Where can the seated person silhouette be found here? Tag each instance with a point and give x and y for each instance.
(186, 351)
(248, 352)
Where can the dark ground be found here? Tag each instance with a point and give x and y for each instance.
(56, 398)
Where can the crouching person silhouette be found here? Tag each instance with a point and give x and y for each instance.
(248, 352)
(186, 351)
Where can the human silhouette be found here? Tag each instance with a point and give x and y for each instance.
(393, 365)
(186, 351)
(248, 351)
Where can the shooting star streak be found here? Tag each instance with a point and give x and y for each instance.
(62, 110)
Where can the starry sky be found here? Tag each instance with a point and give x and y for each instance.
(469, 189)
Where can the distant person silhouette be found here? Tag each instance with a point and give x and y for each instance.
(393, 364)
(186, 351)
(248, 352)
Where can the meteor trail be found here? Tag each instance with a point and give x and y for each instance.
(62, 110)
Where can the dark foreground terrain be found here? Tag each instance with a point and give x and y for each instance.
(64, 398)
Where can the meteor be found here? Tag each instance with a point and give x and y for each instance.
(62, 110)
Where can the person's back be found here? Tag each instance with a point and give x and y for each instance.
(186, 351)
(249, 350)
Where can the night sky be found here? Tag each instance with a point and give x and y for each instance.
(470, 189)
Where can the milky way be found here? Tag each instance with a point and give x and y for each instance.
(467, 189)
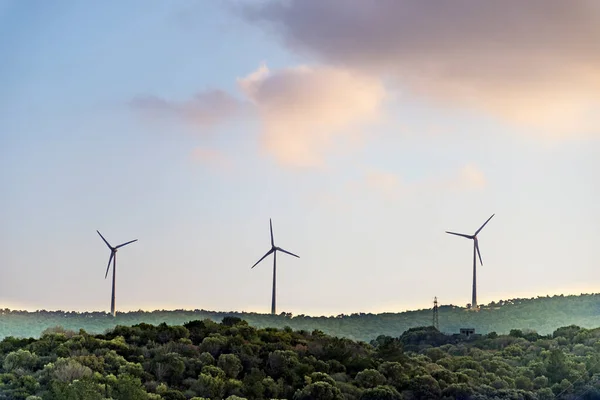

> [Task goal] No pictures belong in the copy. Retype exactly, and only, the lines from the line containing "Where can the person's" through the last line of the data, both included.

> [Response below]
Where can the person's back be found here? Tag each instance with a point and give x and y for each instance.
(186, 351)
(249, 350)
Where can the night sky be found here? Tag each instance with a point and give x and y for each instance.
(470, 189)
Where can the milky way be found here? Tag each instance with a point and give x and y for each instance.
(467, 189)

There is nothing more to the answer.